Sometime back, while addressing a group of women entrepreneurs on personal finance, I asked them about how they manage their personal monies. I was taken aback on hearing that most of them leave it to the husband. This surprised me, as it is with their personal money that they started off their venture and now they are so consumed by their business that they have left the money management to someone else. Most of them, however, wanted to know how they could improve their business finances. But if you are not managing your personal finances yourself, you are most probably not managing your finance aspect of your business either.
It is a well-known fact that most women entrepreneurs do not actively look at loans when they start off, since they feel they would not get one due to lack of prerequisites that lending institutions have. And they start their business using their savings. Generally, women entrepreneurs are averse to taking debt as they find the rates too high and fear loosing control. All the more reason why women entrepreneurs must have their personal finances in order.
────────
# [Your instructions]
Pick up the piece on women entrepreneurs and their personal finances after its final sentence and carry it forward.
────────
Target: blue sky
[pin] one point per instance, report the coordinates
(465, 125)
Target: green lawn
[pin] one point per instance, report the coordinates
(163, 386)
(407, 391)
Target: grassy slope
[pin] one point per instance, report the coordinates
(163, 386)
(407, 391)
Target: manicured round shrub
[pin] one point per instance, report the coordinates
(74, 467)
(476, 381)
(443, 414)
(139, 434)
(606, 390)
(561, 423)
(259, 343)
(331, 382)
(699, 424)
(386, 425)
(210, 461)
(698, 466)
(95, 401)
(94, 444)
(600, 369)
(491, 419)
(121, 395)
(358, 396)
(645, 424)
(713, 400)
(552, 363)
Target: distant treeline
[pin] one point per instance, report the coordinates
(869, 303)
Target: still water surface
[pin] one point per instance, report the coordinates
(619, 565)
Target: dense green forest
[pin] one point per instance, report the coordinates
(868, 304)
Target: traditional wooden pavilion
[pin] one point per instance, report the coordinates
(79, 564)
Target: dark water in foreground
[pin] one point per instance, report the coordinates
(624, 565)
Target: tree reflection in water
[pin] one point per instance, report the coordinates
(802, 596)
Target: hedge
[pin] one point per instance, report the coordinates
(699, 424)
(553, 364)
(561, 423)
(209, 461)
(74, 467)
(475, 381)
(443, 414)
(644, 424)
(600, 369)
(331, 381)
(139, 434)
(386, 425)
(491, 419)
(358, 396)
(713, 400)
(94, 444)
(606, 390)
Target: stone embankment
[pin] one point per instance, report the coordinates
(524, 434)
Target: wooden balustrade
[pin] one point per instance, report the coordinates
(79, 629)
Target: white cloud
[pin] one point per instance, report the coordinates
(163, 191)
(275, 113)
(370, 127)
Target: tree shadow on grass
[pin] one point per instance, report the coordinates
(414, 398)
────────
# [Result of this exercise]
The common challenge faced by smaller businesses is that of payment cycles not matching the payouts to be made for salaries and expenses such as rent. Entrepreneurs who are running businesses with 5-20 people typically pay salaries to the staff and take care of regular monthly business expenses first, and pay themselves only on need basis or once there is enough cash. Here, too, the amount may not be fixed. Hence, if there is a short-term requirement in the business, they bring in money from their personal savings, and vice-versa.
The other issue is that of demarcation between business and personal expenses. Owners of smaller businesses tend to mix their expenses, which from an accounting perspective is not recommended. The seriousness of keeping business and personal finance separate is, however, present in all businesses that are set up as private limited companies. This could also be due to the stringent company laws that these companies are subject to.
Most women entrepreneurs I spoke with are not comfortable with investing their excess cash in anything but fixed deposits, as they do not want to take any risk on the surplus generated by the business. This is understandable, given the reliance on cash flows to run the business.
Given the dependance on personal savings, especially in the early stages of starting a business, would it then not be imperative to manage personal finances as well like a business?
Here are a couple of things a woman entrepreneur can do before she starts the entrepreneurial journey.
*Be involved in managing family finances. Just because you are under pressure because of the new venture, you cannot not be involved in taking care of your personal wealth.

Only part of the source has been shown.